Fragment —
1.4.1 TOE TE PASSEN INSTRUMENTEN

Keuze maatregel

Er zijn verschillende redenen waarom een ondernemer regels niet naleeft. Dit zijn o.a.

geen kennis van de regels, kans om gesnapt te worden en de hoogte van de maatregel (hoogte en soort maatregel die aan de overtreding is gekoppeld).

De keuze voor de in te zetten maatregel is o.a. afhankelijk van het naleefgedrag van de ondernemer, de kans op herhaling begaan overtreding en gevolgen/effect van de overtreding. Maar ook bijzondere omstandigheden (b.v. goed ondernemerschap of overmacht). Daarnaast maakt de burgemeester gebruik van het stappenplan (zie bijlage 1).

Overtredingen worden van geval tot geval beoordeeld door de burgemeester.

Daarom kan aan twee ondernemers die dezelfde overtreding begaan elk een andere maatregel worden opgelegd. Dit betekent ook dat de burgemeester soms van het stappenplan moet afwijken om te bereiken dat de overtreding wordt beëindigd en/of toekomstige overtredingen niet worden begaan.

Soorten handhavingsmaatregelen

De burgemeester kan op de volgende manieren naleefgedrag bevorderen:

  • Informeren

  • Verleiden/stimuleren

  • Afspraken maken

  • Bestuurlijk waarschuwen (schriftelijk)

  • Bestuursrechtelijke maatregel

Bij constatering van een overtreding kan de burgemeester kiezen voor maatregelen zoals informeren, verleiden/stimuleren en afspraken maken. Hij kan echter ook overgegaan tot het opleggen van een bestuursrechtelijke maatregel.

De burgemeester gebruikt in de gemeente Zandvoort de volgende bestuursrechtelijke maatregelen: het opleggen van een last onder bestuursdwang of dwangsom en het verbod schenken zwak-alcoholische dranken. In het stappenplan bijlage 1 is voor een aantal overtredingen een richtlijn gegeven voor het soort maatregel.

Bestuurlijke waarschuwing

Het bestuursrechtelijk traject begint in beginsel met een bestuursrechtelijke schriftelijke waarschuwing. De bestuursrechtelijke waarschuwing is geen besluit. Er is daarom geen bezwaar en/of beroep mogelijk. Deze stap is echter niet vrijblijvend. De volgende stap is namelijk een bestuursrechtelijke maatregel.

Na constatering van een eerste overtreding wordt binnen 5 werkdagen een schriftelijke waarschuwing aan de (horeca)ondernemer gestuurd. Dit als informeren, verleiden/stimuleren en afspraken maken naar het oordeel van de burgemeester niet aan de orde is.

Afhankelijk van de aard van de overtreding kan de (horeca)ondernemer eerst worden uitgenodigd voor een gesprek. De schriftelijke waarschuwing wordt in dat geval binnen 5 werkdagen na dit gesprek verstuurd. De burgemeester kan gemotiveerd de waarschuwingsstap overslaan en meteen overgaan tot het opleggen van een bestuursrechtelijke maatregel.

Gegeven informatie —
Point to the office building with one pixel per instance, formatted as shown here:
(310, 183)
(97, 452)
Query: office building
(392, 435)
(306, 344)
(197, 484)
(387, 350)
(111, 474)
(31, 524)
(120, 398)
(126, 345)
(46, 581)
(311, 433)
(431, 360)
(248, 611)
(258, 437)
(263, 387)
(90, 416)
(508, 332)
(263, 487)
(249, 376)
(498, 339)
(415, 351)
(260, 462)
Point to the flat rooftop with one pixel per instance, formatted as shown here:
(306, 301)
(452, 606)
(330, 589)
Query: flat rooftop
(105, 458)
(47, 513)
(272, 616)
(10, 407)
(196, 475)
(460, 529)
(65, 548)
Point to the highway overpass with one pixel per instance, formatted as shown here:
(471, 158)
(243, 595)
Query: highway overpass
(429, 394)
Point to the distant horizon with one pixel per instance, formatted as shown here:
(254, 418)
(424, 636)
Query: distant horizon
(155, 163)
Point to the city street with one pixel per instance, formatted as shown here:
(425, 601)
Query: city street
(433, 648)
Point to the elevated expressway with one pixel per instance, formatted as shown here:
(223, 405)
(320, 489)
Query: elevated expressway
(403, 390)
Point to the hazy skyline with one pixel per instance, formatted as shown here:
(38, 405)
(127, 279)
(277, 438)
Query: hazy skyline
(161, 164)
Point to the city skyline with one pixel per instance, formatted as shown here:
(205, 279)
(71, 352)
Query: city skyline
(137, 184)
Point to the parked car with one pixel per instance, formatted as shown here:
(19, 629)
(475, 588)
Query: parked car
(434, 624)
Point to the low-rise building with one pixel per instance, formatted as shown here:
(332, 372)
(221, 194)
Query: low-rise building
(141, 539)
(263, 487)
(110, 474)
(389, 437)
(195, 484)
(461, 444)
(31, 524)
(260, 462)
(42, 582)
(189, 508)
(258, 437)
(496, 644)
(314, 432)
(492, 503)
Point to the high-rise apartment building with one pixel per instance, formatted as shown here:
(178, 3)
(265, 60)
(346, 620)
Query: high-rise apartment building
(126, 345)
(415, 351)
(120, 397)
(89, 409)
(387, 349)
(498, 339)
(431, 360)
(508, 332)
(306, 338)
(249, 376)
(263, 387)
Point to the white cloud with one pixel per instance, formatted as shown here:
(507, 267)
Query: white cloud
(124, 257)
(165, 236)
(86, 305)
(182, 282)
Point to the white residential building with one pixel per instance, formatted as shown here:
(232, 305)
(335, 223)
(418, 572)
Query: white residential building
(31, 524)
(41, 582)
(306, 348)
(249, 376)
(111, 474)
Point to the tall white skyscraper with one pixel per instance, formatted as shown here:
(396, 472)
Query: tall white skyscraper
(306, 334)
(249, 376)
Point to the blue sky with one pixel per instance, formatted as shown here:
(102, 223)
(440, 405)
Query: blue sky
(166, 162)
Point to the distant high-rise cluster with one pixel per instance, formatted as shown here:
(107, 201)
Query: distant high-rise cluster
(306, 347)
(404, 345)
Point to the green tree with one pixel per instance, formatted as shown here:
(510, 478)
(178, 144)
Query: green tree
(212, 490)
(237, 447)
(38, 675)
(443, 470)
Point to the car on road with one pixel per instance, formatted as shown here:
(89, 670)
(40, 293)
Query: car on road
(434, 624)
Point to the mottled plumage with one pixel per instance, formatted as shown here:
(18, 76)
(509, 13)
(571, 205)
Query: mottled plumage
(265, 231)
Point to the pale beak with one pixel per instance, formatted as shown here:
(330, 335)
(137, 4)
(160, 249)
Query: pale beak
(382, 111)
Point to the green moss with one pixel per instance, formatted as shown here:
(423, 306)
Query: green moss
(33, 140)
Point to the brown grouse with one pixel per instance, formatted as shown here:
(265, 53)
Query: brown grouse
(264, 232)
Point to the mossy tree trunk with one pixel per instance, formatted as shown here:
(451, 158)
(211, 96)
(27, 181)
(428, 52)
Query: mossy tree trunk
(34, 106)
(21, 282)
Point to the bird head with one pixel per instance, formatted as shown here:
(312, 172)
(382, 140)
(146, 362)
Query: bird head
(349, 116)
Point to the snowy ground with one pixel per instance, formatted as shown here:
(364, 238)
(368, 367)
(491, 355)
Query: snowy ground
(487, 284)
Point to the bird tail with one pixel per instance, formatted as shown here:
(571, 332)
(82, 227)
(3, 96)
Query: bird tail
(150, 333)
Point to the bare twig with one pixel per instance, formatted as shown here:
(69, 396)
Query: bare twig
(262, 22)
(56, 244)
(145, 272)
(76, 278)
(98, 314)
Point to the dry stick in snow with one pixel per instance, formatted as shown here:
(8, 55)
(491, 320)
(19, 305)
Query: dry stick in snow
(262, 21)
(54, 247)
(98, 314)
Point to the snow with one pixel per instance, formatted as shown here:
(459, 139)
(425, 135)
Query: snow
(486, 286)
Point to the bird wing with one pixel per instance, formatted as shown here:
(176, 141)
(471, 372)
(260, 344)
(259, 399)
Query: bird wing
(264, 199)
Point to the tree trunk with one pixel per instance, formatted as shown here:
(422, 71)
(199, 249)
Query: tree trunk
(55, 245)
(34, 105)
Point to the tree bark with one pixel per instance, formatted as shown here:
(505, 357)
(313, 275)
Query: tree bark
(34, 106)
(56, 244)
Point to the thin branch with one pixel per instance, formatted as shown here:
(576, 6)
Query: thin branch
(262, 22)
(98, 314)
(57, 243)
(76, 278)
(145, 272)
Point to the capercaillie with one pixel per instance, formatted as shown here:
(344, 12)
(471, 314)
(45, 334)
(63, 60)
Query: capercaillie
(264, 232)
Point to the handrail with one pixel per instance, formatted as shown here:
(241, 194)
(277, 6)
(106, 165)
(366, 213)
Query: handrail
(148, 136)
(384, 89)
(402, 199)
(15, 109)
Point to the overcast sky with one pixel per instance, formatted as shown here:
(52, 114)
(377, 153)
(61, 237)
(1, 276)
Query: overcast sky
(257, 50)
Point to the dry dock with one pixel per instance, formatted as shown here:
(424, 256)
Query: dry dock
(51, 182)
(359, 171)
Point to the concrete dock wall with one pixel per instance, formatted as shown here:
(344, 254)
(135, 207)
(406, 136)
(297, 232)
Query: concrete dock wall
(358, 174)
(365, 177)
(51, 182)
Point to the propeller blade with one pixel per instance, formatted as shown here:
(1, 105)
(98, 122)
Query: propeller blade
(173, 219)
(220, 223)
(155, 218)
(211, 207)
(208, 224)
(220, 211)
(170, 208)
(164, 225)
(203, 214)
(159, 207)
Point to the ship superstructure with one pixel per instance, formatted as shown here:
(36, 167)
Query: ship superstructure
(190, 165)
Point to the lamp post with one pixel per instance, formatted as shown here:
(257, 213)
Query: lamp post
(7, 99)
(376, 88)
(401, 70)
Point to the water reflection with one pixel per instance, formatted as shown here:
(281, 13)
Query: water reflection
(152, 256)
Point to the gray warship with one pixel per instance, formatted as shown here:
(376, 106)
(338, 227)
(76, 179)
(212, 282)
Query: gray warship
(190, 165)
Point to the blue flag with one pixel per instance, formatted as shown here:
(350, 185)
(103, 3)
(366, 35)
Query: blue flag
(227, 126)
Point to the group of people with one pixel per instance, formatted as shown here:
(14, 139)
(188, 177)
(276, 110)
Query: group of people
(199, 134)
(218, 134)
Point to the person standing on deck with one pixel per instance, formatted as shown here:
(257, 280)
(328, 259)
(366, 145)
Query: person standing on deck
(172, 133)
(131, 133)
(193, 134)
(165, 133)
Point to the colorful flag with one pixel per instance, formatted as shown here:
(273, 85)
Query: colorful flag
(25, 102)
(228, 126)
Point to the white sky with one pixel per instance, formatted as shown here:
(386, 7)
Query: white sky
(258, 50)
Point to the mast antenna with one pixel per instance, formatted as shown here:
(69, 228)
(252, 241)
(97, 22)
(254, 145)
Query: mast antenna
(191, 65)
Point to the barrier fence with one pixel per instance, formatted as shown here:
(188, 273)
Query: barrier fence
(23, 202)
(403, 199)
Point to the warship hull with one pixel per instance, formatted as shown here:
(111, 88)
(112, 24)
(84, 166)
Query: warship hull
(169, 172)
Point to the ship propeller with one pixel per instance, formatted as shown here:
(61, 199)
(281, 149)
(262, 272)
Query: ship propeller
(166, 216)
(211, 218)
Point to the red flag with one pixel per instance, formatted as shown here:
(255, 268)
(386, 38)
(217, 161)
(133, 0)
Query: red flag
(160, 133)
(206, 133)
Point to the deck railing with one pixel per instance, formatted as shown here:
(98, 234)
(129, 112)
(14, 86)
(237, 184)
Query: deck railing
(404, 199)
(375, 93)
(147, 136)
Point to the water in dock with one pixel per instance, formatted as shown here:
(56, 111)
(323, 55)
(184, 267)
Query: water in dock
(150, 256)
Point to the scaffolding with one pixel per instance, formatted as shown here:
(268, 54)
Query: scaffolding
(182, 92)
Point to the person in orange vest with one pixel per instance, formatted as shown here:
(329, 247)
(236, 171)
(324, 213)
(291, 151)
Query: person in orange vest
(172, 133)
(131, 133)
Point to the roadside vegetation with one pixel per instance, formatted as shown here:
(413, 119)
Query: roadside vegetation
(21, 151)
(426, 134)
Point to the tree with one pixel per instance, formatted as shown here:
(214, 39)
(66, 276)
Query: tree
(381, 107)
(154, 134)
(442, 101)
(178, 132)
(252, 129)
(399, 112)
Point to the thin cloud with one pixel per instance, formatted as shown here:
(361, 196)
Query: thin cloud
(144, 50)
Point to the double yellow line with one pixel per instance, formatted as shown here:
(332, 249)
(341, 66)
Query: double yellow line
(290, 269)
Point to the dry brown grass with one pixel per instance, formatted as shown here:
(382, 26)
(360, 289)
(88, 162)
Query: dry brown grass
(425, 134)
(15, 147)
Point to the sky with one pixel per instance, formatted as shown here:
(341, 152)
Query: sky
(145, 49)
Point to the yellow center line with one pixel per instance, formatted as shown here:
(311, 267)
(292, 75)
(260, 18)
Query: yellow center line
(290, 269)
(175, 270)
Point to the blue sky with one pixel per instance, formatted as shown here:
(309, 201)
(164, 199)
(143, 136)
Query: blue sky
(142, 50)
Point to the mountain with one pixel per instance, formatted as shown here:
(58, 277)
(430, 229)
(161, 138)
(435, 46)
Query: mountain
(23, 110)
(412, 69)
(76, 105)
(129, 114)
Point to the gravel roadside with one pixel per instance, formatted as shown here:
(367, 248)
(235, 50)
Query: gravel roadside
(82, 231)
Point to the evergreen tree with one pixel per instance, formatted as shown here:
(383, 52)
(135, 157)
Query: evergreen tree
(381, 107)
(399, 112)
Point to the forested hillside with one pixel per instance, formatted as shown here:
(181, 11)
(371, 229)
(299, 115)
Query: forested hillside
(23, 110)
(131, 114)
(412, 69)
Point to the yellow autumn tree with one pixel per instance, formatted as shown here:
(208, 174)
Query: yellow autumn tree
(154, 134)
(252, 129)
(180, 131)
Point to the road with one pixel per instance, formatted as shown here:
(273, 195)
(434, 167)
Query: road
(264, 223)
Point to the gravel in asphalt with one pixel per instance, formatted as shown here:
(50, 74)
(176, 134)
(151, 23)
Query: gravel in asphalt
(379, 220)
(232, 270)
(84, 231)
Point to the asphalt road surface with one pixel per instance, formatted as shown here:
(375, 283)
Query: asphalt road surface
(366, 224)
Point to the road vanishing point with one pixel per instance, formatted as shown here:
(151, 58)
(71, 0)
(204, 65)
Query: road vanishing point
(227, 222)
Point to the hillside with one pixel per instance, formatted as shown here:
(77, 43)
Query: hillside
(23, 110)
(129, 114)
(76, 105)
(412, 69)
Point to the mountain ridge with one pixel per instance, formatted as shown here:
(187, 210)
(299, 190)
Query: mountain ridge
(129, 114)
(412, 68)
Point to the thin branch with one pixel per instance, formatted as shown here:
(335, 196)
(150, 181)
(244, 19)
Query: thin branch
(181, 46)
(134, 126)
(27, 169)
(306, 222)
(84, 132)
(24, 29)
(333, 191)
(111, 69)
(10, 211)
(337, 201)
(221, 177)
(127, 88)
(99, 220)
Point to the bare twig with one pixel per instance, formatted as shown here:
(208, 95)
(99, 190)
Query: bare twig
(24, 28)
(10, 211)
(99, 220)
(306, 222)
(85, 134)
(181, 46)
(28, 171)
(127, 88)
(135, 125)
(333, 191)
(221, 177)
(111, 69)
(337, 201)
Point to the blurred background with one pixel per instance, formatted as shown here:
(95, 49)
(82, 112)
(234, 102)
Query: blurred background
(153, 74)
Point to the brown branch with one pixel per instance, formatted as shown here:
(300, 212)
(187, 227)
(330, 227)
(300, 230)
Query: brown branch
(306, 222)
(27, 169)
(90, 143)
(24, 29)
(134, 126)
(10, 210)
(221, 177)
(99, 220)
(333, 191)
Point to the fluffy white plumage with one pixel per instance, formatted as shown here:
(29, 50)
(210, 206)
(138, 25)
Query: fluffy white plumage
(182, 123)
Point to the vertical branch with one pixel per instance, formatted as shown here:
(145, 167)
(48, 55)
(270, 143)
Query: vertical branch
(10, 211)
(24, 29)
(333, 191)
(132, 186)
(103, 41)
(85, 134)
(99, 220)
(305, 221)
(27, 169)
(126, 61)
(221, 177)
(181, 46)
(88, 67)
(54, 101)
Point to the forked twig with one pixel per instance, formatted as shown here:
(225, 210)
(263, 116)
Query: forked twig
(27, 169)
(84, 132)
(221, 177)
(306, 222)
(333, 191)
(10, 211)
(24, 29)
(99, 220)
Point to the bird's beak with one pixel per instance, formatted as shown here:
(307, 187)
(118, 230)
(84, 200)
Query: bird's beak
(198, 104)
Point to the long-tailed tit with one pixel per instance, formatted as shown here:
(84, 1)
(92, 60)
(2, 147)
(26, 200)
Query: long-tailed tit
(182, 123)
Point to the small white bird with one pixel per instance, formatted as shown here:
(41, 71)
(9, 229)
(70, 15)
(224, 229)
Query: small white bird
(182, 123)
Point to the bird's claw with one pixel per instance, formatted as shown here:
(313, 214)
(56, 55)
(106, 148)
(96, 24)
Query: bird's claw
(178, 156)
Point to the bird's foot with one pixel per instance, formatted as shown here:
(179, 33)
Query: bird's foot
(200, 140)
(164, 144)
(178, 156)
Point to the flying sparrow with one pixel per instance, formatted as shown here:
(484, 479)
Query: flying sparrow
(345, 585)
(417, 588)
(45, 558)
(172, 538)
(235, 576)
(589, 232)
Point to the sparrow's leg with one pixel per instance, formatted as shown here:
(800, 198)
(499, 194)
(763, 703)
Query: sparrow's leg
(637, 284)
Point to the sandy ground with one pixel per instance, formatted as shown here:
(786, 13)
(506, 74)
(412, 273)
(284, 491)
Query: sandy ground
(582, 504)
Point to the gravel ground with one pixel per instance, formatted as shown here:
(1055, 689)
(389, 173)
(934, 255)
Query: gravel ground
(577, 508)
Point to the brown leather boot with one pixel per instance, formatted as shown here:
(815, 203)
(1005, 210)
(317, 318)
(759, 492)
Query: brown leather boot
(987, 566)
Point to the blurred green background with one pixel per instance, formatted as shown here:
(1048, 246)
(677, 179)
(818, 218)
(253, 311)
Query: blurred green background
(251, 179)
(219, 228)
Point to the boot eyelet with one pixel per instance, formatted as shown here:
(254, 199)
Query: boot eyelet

Op te lossen vraagstuk —
Citeer uit het fragment over handhavingsmaatregelen de passage die begint bij "Overtredingen worden van" en loopt tot en met "niet worden begaan.".

Antwoord —
Overtredingen worden van geval tot geval beoordeeld door de burgemeester.

Daarom kan aan twee ondernemers die dezelfde overtreding begaan elk een andere maatregel worden opgelegd. Dit betekent ook dat de burgemeester soms van het stappenplan moet afwijken om te bereiken dat de overtreding wordt beëindigd en/of toekomstige overtredingen niet worden begaan.